◆ Given data ◆
┌──
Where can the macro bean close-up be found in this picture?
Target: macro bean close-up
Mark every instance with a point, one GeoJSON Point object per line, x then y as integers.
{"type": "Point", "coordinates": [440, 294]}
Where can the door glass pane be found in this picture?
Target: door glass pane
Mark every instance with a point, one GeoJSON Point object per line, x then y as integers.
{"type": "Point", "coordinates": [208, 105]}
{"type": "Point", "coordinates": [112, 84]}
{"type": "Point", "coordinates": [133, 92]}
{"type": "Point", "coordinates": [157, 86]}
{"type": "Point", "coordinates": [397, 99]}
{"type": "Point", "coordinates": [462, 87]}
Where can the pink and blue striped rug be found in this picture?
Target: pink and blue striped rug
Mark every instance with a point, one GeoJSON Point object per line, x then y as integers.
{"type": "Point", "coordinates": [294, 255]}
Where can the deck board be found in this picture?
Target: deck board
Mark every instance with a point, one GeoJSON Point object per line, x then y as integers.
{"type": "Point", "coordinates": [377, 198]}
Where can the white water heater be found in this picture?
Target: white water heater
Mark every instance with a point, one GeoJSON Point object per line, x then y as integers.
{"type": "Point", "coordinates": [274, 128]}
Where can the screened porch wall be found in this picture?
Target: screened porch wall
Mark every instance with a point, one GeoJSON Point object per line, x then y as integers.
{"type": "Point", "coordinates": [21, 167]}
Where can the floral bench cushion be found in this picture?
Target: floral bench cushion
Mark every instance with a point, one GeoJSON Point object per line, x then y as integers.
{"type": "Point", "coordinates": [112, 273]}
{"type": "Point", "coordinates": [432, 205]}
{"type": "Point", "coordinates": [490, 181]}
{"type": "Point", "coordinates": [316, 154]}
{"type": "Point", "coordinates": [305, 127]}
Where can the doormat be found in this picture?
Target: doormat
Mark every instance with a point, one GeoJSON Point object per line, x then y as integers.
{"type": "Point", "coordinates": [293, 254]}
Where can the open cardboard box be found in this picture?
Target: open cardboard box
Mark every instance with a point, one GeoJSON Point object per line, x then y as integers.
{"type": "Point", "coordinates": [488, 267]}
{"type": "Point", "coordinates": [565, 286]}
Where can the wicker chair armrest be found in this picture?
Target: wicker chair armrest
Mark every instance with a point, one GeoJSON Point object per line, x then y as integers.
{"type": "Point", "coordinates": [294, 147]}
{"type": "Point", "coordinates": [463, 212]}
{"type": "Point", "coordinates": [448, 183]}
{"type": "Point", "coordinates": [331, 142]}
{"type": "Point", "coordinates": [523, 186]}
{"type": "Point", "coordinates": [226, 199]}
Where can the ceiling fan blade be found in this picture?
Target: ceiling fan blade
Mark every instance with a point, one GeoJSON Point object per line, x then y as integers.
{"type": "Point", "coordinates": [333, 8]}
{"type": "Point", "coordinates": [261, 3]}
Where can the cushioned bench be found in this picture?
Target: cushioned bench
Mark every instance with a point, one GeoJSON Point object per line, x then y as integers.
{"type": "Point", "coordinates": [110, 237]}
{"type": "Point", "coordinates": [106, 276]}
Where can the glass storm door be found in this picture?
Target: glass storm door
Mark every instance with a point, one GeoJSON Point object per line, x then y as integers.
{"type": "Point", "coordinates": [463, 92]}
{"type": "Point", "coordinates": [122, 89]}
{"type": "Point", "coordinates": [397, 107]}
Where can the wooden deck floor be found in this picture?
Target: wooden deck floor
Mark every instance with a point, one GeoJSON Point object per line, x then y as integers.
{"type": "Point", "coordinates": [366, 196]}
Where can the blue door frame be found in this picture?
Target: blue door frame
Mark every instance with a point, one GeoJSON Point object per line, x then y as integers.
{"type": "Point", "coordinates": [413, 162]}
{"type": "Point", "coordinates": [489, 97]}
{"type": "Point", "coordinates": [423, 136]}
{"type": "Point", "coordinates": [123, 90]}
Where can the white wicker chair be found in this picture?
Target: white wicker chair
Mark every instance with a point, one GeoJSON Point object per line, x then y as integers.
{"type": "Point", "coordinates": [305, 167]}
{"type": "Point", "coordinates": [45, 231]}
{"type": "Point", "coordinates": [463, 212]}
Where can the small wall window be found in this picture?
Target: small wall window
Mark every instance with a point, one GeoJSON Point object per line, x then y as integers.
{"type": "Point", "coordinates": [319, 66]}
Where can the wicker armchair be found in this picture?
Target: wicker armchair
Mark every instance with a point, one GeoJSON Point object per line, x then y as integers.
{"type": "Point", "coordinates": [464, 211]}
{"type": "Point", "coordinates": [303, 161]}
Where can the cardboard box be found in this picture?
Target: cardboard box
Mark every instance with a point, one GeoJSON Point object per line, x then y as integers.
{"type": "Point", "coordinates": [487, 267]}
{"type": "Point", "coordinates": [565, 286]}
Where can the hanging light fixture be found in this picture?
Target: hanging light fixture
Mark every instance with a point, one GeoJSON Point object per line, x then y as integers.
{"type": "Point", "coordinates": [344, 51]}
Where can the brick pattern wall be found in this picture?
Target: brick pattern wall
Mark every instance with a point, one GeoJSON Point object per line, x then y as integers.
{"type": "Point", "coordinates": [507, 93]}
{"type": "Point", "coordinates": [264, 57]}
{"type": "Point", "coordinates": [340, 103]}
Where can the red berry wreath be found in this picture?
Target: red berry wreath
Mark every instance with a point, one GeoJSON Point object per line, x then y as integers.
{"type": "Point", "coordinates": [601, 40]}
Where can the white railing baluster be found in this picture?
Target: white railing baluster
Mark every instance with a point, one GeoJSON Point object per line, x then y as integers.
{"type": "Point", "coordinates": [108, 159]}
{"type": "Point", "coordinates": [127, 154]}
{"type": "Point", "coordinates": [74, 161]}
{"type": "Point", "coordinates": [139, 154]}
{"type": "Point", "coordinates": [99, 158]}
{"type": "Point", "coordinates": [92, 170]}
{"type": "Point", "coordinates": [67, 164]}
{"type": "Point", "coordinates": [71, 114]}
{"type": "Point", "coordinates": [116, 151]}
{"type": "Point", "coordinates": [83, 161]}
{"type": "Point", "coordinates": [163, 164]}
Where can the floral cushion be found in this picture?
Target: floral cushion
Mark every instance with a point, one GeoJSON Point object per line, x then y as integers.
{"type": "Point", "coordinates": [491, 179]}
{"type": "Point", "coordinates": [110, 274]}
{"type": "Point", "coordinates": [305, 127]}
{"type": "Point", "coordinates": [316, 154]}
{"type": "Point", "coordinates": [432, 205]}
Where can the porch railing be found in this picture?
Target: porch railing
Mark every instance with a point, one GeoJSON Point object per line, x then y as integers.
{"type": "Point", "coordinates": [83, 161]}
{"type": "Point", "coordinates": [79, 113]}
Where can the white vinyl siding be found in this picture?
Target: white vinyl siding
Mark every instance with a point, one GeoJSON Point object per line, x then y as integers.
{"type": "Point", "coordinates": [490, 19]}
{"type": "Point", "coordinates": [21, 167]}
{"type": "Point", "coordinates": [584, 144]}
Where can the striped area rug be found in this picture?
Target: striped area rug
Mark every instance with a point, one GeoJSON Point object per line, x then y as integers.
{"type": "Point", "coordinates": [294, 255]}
└──
◆ Task details ◆
Reproduce the full listing word for word.

◆ Result ◆
Where can the macro bean close-up be found in this picture?
Target: macro bean close-up
Mark every instance with a point, one GeoJSON Point object per line, x then y as integers.
{"type": "Point", "coordinates": [440, 294]}
Where can the door glass pane be found in this picture?
Target: door glass pane
Mark every instance with a point, one GeoJSON Point object per line, x then y as integers.
{"type": "Point", "coordinates": [208, 105]}
{"type": "Point", "coordinates": [112, 84]}
{"type": "Point", "coordinates": [133, 92]}
{"type": "Point", "coordinates": [157, 86]}
{"type": "Point", "coordinates": [397, 99]}
{"type": "Point", "coordinates": [462, 87]}
Where can the pink and blue striped rug be found in this picture?
Target: pink and blue striped rug
Mark every instance with a point, one GeoJSON Point object per line, x then y as integers.
{"type": "Point", "coordinates": [294, 255]}
Where can the deck board be found in this picture?
Target: deck board
Mark every instance with a point, one GeoJSON Point object per line, x then y as integers.
{"type": "Point", "coordinates": [377, 198]}
Where can the white water heater be found in this picture?
Target: white water heater
Mark every instance with a point, one GeoJSON Point object per line, x then y as integers.
{"type": "Point", "coordinates": [274, 128]}
Where can the screened porch wall be found in this picture?
Target: screened porch wall
Mark every instance with a point, one GeoJSON Point object per line, x then y as integers.
{"type": "Point", "coordinates": [21, 167]}
Where can the floral bench cushion be found in this picture?
Target: floral bench cushion
Mark every instance with a point, one GeoJSON Point object per line, x then y as integers.
{"type": "Point", "coordinates": [112, 273]}
{"type": "Point", "coordinates": [432, 205]}
{"type": "Point", "coordinates": [490, 181]}
{"type": "Point", "coordinates": [316, 154]}
{"type": "Point", "coordinates": [305, 127]}
Where can the doormat be found in this picture?
Target: doormat
Mark every instance with a point, one GeoJSON Point object per line, x then y as integers.
{"type": "Point", "coordinates": [293, 254]}
Where can the open cardboard box be found in this picture?
Target: open cardboard box
Mark every instance with a point, one GeoJSON Point object per line, x then y as integers.
{"type": "Point", "coordinates": [488, 267]}
{"type": "Point", "coordinates": [565, 286]}
Where can the wicker chair armrest be found in this picture?
Target: wicker chair armrest
Mark every instance with a point, one GeoJSON Point object per line, x then y as integers.
{"type": "Point", "coordinates": [294, 147]}
{"type": "Point", "coordinates": [463, 212]}
{"type": "Point", "coordinates": [448, 183]}
{"type": "Point", "coordinates": [331, 142]}
{"type": "Point", "coordinates": [523, 186]}
{"type": "Point", "coordinates": [226, 199]}
Where can the ceiling fan blade be found in this picture?
Target: ceiling fan blade
Mark every instance with a point, one GeoJSON Point object per line, x then y as integers.
{"type": "Point", "coordinates": [333, 8]}
{"type": "Point", "coordinates": [261, 3]}
Where can the cushioned bench be found in this picture?
Target: cushioned bench
Mark every instance with a point, one GeoJSON Point object per line, x then y as integers.
{"type": "Point", "coordinates": [110, 237]}
{"type": "Point", "coordinates": [106, 276]}
Where can the glass storm door be found in this picture?
Target: glass storm door
Mark every instance with a point, one GeoJSON Point object per line, x then y as integers.
{"type": "Point", "coordinates": [463, 92]}
{"type": "Point", "coordinates": [122, 89]}
{"type": "Point", "coordinates": [397, 107]}
Where can the wooden deck floor be found in this picture?
Target: wooden deck floor
Mark every instance with a point, one GeoJSON Point object per line, x then y as integers.
{"type": "Point", "coordinates": [366, 196]}
Where can the blue door frame be found in this picture?
Target: blue door frame
Mark every instance with a point, one GeoJSON Point object per line, x then y as integers.
{"type": "Point", "coordinates": [413, 162]}
{"type": "Point", "coordinates": [489, 97]}
{"type": "Point", "coordinates": [423, 136]}
{"type": "Point", "coordinates": [123, 90]}
Where can the white wicker chair be found in this picture?
Target: white wicker chair
Mark every instance with a point, one GeoJSON Point object per line, x then y as integers.
{"type": "Point", "coordinates": [305, 167]}
{"type": "Point", "coordinates": [45, 231]}
{"type": "Point", "coordinates": [463, 212]}
Where can the small wall window be found in this picture?
Target: small wall window
Mark every instance with a point, one GeoJSON Point object per line, x then y as integers.
{"type": "Point", "coordinates": [319, 66]}
Where can the wicker armchair be found in this picture?
Target: wicker armchair
Mark every instance with a point, one GeoJSON Point object per line, x then y as integers.
{"type": "Point", "coordinates": [464, 211]}
{"type": "Point", "coordinates": [303, 161]}
Where can the cardboard box be found in this picture?
Target: cardboard box
Mark every instance with a point, one GeoJSON Point object per line, x then y as integers.
{"type": "Point", "coordinates": [487, 267]}
{"type": "Point", "coordinates": [565, 286]}
Where can the hanging light fixture be found in this picture?
Target: hanging light fixture
Mark every instance with a point, one GeoJSON Point object per line, x then y as integers.
{"type": "Point", "coordinates": [344, 51]}
Where can the brick pattern wall be found in this picture?
Target: brick pattern wall
Mark every instance with a point, one GeoJSON Point object per line, x then y as integers.
{"type": "Point", "coordinates": [507, 93]}
{"type": "Point", "coordinates": [264, 57]}
{"type": "Point", "coordinates": [340, 103]}
Where can the red berry wreath be found in this picture?
Target: red berry wreath
Mark every instance with a point, one GeoJSON Point object per line, x then y as integers.
{"type": "Point", "coordinates": [601, 40]}
Where can the white railing baluster be found in this picture?
Target: white railing baluster
Mark every instance with a point, one GeoJSON Point object per line, x then y as integers.
{"type": "Point", "coordinates": [108, 159]}
{"type": "Point", "coordinates": [127, 154]}
{"type": "Point", "coordinates": [74, 161]}
{"type": "Point", "coordinates": [139, 154]}
{"type": "Point", "coordinates": [99, 158]}
{"type": "Point", "coordinates": [92, 170]}
{"type": "Point", "coordinates": [67, 164]}
{"type": "Point", "coordinates": [71, 114]}
{"type": "Point", "coordinates": [116, 151]}
{"type": "Point", "coordinates": [83, 161]}
{"type": "Point", "coordinates": [163, 164]}
Where can the floral cushion be found in this picture?
Target: floral cushion
Mark every instance with a point, one GeoJSON Point object per line, x then y as integers.
{"type": "Point", "coordinates": [491, 179]}
{"type": "Point", "coordinates": [110, 274]}
{"type": "Point", "coordinates": [305, 127]}
{"type": "Point", "coordinates": [316, 154]}
{"type": "Point", "coordinates": [432, 205]}
Where can the porch railing be found in this picture?
Target: porch railing
Mark every instance with a point, one GeoJSON Point object per line, x then y as integers.
{"type": "Point", "coordinates": [83, 161]}
{"type": "Point", "coordinates": [79, 113]}
Where can the white vinyl siding be found in this picture?
Target: white vinyl siding
Mark every instance with a point, one GeoJSON Point object per line, x then y as integers.
{"type": "Point", "coordinates": [490, 19]}
{"type": "Point", "coordinates": [21, 167]}
{"type": "Point", "coordinates": [584, 144]}
Where can the striped area rug be found in this picture?
Target: striped area rug
Mark every instance with a point, one GeoJSON Point object per line, x then y as integers.
{"type": "Point", "coordinates": [294, 255]}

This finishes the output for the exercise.